[WORK ITEM]:
Whenever a line of the data below holds the string "mountain", copy that line.

Stored data entries
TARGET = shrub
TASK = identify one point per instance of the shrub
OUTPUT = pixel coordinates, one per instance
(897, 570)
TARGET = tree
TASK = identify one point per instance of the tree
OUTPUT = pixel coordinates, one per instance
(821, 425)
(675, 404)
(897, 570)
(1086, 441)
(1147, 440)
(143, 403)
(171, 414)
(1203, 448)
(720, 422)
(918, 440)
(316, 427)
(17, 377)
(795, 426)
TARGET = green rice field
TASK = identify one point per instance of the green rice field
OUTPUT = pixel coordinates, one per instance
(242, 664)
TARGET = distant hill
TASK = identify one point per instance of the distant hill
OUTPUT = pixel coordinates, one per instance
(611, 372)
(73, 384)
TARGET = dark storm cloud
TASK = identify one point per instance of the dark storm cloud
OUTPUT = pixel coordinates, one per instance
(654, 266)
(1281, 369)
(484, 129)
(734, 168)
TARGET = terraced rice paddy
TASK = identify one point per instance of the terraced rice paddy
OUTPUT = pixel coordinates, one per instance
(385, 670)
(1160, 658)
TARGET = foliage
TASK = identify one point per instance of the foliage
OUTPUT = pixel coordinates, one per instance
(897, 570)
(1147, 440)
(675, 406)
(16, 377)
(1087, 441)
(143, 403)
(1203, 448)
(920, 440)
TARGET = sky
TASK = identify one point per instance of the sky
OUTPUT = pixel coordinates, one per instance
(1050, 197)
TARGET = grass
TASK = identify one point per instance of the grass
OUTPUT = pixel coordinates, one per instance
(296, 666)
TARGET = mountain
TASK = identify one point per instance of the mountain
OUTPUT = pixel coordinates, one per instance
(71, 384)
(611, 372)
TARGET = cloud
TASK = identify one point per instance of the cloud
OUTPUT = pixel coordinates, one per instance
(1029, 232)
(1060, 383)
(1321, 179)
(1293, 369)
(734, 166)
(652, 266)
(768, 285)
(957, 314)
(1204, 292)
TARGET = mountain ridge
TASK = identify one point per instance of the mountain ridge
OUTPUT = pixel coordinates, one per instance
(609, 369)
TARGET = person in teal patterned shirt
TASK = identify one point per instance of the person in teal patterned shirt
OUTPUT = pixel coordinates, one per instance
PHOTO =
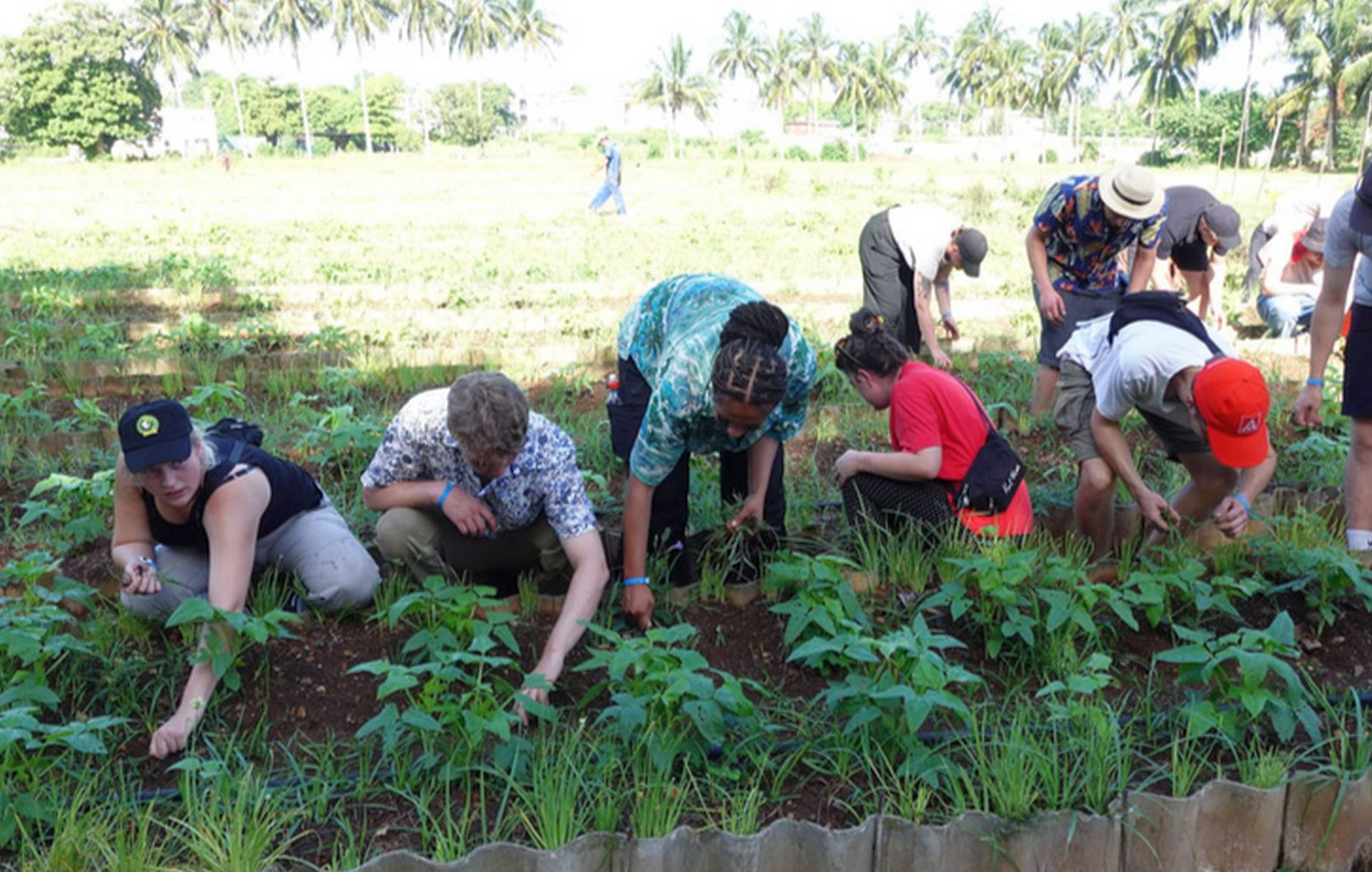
(705, 365)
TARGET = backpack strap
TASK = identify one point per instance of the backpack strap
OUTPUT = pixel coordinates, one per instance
(1163, 306)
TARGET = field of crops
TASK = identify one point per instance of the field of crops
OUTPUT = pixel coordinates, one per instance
(870, 677)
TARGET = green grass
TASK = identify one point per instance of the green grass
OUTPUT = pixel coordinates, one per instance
(314, 298)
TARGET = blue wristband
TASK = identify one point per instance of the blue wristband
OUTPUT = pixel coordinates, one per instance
(444, 495)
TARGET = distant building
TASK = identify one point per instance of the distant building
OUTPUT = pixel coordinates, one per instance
(189, 131)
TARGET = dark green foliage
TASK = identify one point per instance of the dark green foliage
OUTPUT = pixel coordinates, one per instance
(73, 80)
(457, 115)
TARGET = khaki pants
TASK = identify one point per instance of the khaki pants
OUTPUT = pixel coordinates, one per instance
(428, 545)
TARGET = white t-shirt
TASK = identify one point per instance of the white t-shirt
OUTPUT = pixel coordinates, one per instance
(922, 232)
(1135, 370)
(1342, 244)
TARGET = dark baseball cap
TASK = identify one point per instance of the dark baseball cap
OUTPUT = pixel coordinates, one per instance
(152, 433)
(1224, 221)
(1360, 217)
(971, 246)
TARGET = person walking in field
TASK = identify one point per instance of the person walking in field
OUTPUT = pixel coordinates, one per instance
(705, 365)
(196, 513)
(1292, 280)
(907, 254)
(613, 175)
(1198, 232)
(470, 482)
(1349, 236)
(1077, 234)
(947, 461)
(1208, 407)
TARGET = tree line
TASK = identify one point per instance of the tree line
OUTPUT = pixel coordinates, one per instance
(1151, 51)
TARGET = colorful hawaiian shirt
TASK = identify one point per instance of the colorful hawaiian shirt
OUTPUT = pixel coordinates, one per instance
(1083, 247)
(672, 335)
(542, 478)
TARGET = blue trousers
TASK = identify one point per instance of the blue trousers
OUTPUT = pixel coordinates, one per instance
(608, 191)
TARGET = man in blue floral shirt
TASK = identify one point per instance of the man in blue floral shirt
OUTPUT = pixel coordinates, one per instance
(471, 482)
(1080, 229)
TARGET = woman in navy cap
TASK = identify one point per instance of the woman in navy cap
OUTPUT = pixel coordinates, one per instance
(196, 511)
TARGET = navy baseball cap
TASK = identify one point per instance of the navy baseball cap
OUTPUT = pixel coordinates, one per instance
(156, 433)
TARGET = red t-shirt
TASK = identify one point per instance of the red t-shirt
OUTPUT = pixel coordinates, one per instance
(931, 407)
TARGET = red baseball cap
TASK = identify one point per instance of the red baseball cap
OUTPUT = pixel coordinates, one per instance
(1233, 398)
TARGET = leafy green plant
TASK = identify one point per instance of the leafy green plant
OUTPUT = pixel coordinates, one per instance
(79, 506)
(1220, 701)
(657, 686)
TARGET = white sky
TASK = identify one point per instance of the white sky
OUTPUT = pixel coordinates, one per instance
(608, 42)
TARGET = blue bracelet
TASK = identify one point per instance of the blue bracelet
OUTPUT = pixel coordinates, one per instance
(444, 495)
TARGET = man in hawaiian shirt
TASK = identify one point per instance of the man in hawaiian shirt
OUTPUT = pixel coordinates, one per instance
(471, 482)
(1079, 231)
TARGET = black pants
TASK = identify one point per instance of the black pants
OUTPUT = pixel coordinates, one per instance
(898, 505)
(670, 498)
(888, 281)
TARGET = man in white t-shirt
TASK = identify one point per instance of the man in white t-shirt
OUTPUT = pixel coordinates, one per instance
(1348, 236)
(907, 254)
(1208, 407)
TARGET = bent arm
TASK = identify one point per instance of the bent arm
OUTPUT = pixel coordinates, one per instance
(1037, 251)
(901, 465)
(589, 578)
(404, 495)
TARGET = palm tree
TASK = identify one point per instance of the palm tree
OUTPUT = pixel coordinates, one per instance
(674, 87)
(1191, 35)
(362, 19)
(817, 63)
(531, 30)
(421, 21)
(166, 35)
(479, 26)
(292, 21)
(971, 66)
(229, 23)
(781, 79)
(1329, 39)
(1081, 61)
(742, 53)
(917, 44)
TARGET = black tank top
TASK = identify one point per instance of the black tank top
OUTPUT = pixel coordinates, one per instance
(292, 491)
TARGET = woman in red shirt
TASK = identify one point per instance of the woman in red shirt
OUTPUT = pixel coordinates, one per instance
(938, 426)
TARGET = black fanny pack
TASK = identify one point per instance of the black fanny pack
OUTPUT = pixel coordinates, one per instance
(994, 476)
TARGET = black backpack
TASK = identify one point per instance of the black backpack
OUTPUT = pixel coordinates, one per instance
(241, 433)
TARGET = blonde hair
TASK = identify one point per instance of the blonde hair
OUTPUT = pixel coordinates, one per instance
(487, 414)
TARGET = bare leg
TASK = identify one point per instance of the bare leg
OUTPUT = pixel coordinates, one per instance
(1044, 388)
(1095, 505)
(1357, 478)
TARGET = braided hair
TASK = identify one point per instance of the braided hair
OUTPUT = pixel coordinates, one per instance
(869, 346)
(748, 365)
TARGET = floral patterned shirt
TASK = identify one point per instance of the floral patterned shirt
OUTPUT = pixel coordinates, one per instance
(1083, 247)
(672, 335)
(542, 478)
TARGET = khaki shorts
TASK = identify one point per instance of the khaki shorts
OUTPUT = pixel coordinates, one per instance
(1077, 400)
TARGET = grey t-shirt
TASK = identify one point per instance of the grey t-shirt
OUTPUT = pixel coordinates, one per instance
(1342, 244)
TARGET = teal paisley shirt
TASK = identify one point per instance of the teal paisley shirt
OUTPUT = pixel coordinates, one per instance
(672, 335)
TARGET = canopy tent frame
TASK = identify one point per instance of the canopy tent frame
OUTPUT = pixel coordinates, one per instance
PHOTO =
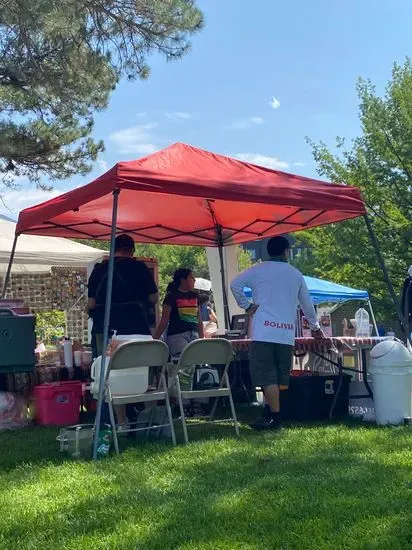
(259, 187)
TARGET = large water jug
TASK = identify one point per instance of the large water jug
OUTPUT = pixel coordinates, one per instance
(362, 323)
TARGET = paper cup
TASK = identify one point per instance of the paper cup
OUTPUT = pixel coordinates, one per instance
(78, 358)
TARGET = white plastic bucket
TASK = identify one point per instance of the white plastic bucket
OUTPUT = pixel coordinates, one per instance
(391, 370)
(391, 394)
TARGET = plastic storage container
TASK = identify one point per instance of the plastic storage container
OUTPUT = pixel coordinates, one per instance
(17, 342)
(58, 404)
(391, 371)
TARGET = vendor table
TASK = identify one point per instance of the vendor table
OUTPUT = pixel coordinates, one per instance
(330, 350)
(23, 382)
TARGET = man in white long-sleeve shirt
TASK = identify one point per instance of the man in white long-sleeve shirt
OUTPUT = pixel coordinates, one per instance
(277, 290)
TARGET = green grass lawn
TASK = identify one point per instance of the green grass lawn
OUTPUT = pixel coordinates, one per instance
(310, 487)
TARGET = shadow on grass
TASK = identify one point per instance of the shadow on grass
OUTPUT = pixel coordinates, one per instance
(323, 486)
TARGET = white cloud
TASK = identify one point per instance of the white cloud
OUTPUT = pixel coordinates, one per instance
(243, 123)
(177, 115)
(274, 103)
(136, 140)
(263, 160)
(15, 200)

[EXERCISE OUTPUT]:
TARGET = mountain
TASK = identify one point per instance of the mountain
TARGET = mountain ridge
TASK = identify one point per instance of the mountain ridge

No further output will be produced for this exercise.